### Records for the task

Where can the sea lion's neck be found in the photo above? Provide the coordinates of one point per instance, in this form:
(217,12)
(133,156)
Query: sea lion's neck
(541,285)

######

What is required: Return all of the entries word for word.

Solved exercise:
Where can the sea lion's neck be found in the photo above? Provide the coordinates of one point per instance, in this form:
(217,12)
(133,156)
Query: sea lion's neck
(541,285)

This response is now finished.